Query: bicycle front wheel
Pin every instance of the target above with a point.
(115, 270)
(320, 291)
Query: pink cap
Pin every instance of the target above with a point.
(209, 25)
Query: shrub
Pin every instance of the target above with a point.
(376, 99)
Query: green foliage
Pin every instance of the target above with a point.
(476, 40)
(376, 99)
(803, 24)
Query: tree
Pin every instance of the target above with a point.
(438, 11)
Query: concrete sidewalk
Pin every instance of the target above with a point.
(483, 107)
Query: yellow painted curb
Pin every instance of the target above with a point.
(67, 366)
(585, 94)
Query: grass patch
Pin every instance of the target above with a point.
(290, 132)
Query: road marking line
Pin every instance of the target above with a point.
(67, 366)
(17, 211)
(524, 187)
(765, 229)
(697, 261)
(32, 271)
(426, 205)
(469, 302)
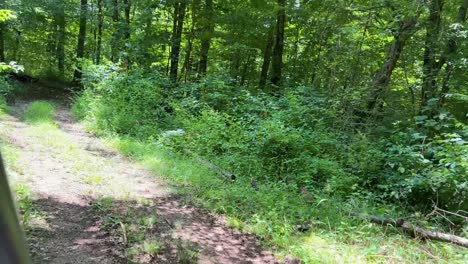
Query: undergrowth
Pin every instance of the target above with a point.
(40, 112)
(299, 170)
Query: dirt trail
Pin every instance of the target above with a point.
(69, 170)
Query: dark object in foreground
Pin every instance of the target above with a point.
(13, 247)
(415, 230)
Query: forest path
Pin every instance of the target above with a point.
(91, 205)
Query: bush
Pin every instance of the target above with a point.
(40, 112)
(430, 165)
(132, 104)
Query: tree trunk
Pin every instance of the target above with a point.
(81, 39)
(187, 68)
(179, 15)
(267, 59)
(451, 50)
(2, 35)
(127, 8)
(99, 33)
(61, 41)
(278, 50)
(432, 63)
(116, 33)
(383, 77)
(207, 34)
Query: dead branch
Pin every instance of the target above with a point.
(415, 231)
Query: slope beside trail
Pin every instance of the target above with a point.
(69, 171)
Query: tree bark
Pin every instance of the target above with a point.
(208, 28)
(116, 33)
(81, 39)
(127, 8)
(2, 35)
(178, 25)
(61, 24)
(278, 50)
(452, 48)
(267, 59)
(187, 68)
(99, 33)
(432, 64)
(383, 76)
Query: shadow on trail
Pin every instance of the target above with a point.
(161, 230)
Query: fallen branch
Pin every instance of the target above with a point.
(220, 171)
(416, 230)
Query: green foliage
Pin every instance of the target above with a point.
(6, 87)
(126, 104)
(430, 165)
(40, 112)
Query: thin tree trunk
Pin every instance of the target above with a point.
(451, 50)
(127, 8)
(383, 77)
(432, 65)
(99, 33)
(61, 24)
(187, 67)
(116, 33)
(2, 35)
(207, 34)
(267, 59)
(179, 15)
(278, 50)
(81, 39)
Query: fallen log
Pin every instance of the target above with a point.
(220, 171)
(416, 231)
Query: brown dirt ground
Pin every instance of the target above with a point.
(71, 231)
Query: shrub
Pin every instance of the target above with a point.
(40, 112)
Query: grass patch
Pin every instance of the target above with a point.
(40, 112)
(317, 230)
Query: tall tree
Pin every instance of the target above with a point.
(81, 39)
(267, 58)
(277, 61)
(61, 35)
(127, 29)
(116, 31)
(178, 26)
(99, 33)
(383, 76)
(432, 64)
(2, 35)
(452, 48)
(208, 28)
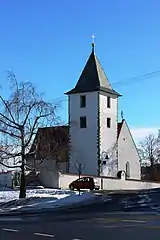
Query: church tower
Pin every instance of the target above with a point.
(93, 116)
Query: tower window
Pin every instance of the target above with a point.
(83, 122)
(82, 101)
(108, 122)
(108, 102)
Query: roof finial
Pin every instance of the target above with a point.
(93, 42)
(122, 116)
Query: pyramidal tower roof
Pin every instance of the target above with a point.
(93, 78)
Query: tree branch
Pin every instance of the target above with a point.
(13, 120)
(9, 133)
(8, 166)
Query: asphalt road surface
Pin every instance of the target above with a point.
(82, 226)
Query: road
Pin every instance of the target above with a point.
(81, 226)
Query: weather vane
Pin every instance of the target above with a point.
(93, 42)
(93, 38)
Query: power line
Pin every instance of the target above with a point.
(127, 81)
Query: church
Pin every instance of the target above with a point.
(97, 142)
(94, 142)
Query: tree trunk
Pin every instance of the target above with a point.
(22, 193)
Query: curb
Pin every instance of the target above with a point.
(57, 209)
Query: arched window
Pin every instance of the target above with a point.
(127, 169)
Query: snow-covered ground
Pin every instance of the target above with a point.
(40, 199)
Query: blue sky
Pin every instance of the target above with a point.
(48, 43)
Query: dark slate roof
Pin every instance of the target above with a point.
(119, 126)
(93, 78)
(51, 142)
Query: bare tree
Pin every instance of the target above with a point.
(149, 149)
(20, 116)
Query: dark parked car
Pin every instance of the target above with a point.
(84, 183)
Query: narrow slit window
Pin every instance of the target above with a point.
(108, 122)
(108, 102)
(83, 122)
(82, 101)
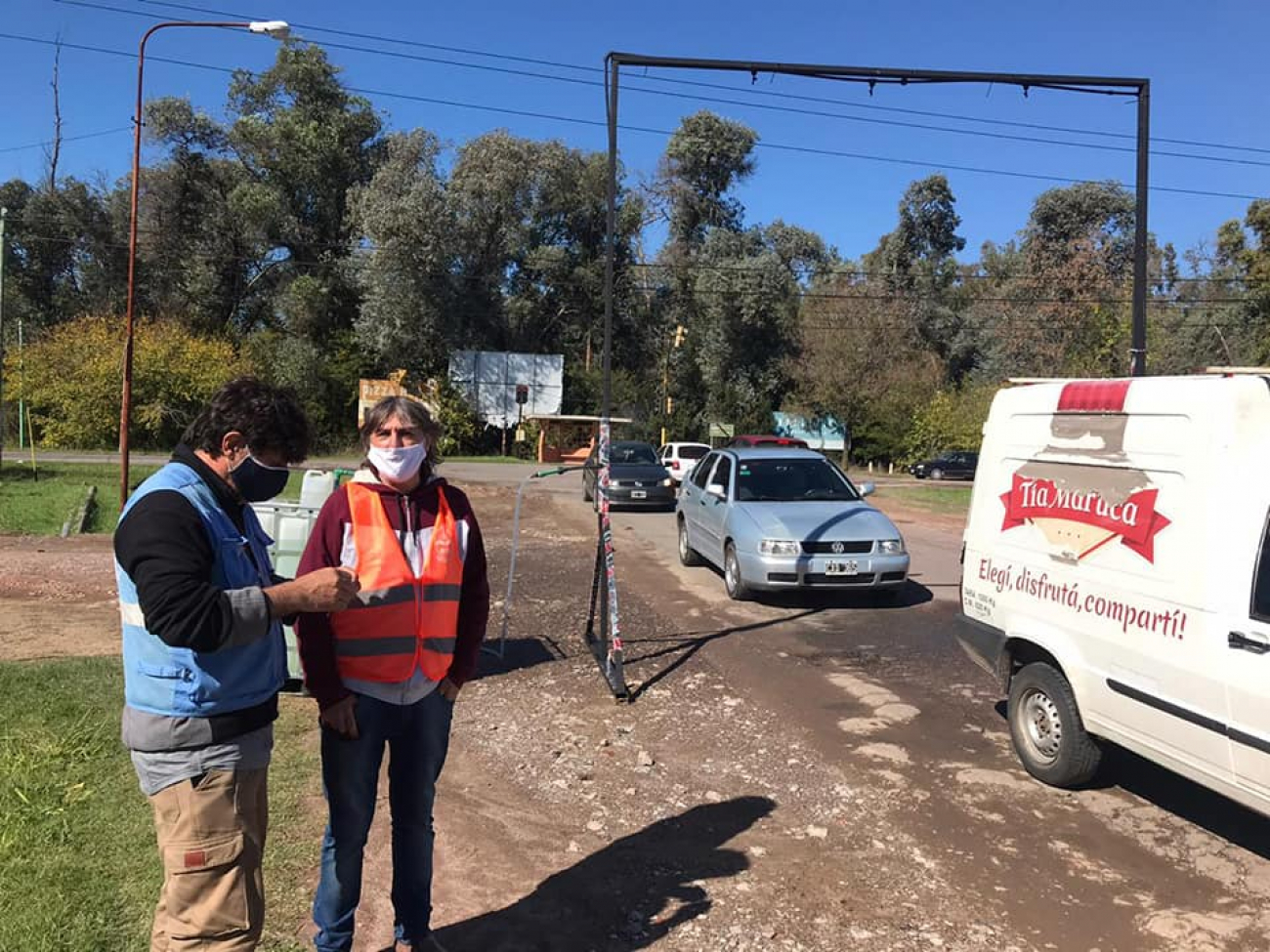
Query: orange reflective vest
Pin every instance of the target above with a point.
(401, 621)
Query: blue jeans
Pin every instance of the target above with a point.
(417, 736)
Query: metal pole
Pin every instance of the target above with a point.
(4, 214)
(1138, 346)
(21, 388)
(610, 618)
(130, 309)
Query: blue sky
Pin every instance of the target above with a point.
(1207, 68)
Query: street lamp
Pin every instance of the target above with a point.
(274, 28)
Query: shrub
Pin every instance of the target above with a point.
(72, 379)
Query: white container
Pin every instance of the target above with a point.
(317, 486)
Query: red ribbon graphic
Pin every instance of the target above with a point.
(1041, 499)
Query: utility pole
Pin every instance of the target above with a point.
(4, 214)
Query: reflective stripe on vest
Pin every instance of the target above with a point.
(399, 621)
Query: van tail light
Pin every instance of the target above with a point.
(960, 584)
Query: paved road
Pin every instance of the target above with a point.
(1142, 861)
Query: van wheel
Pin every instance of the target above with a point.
(733, 583)
(1046, 730)
(687, 554)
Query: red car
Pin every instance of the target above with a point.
(767, 439)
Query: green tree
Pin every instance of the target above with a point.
(72, 381)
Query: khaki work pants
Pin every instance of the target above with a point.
(211, 837)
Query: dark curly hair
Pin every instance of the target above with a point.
(270, 419)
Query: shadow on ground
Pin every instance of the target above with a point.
(907, 596)
(515, 654)
(629, 895)
(680, 647)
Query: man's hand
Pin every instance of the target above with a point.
(341, 718)
(321, 591)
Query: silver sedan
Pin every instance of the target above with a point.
(786, 519)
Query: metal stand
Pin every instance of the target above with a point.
(606, 648)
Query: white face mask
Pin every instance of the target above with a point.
(399, 464)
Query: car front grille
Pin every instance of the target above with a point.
(821, 547)
(822, 579)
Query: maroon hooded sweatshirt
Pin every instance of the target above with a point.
(406, 512)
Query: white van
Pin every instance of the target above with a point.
(1117, 575)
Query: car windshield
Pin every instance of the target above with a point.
(791, 480)
(634, 455)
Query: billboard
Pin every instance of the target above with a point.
(817, 432)
(489, 379)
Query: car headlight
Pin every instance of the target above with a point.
(779, 546)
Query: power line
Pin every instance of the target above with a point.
(698, 97)
(960, 280)
(749, 90)
(643, 130)
(871, 296)
(67, 139)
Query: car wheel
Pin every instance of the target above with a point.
(732, 579)
(1046, 730)
(687, 554)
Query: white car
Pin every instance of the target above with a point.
(681, 457)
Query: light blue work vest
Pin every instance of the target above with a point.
(179, 682)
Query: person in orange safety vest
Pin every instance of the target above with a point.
(386, 672)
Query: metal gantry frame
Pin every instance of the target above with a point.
(608, 643)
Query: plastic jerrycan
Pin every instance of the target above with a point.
(318, 483)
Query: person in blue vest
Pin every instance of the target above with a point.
(203, 656)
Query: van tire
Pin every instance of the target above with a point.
(689, 557)
(1046, 728)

+---+

- Exercise instructions
Among the entries above, locate the line with "Query: thin tree trunk" and the line with "Query: church tower". Give those two lines and all lines between them again, exactly, leaving out the pictures.

- Written reply
Query: thin tree trunk
Pin every instance of the target above with a point.
(451, 50)
(127, 8)
(383, 77)
(432, 65)
(99, 33)
(61, 24)
(187, 67)
(116, 33)
(2, 35)
(207, 34)
(267, 59)
(179, 15)
(278, 50)
(81, 39)
Query: fallen log
Pin every instance of the target above with a point.
(220, 171)
(416, 231)
Query: brown dirt ground
Pin every instance of the target above with a point.
(71, 231)
Query: shrub
Pin every instance of the target above with a point.
(40, 112)
Query: grass patch
Pin every instance of the target above with a point.
(40, 112)
(317, 230)
Query: tall tree
Pin every instance of the target above with a point.
(81, 39)
(267, 58)
(277, 61)
(61, 35)
(127, 29)
(116, 31)
(178, 26)
(99, 33)
(383, 76)
(432, 64)
(2, 35)
(452, 48)
(208, 28)
Query: church tower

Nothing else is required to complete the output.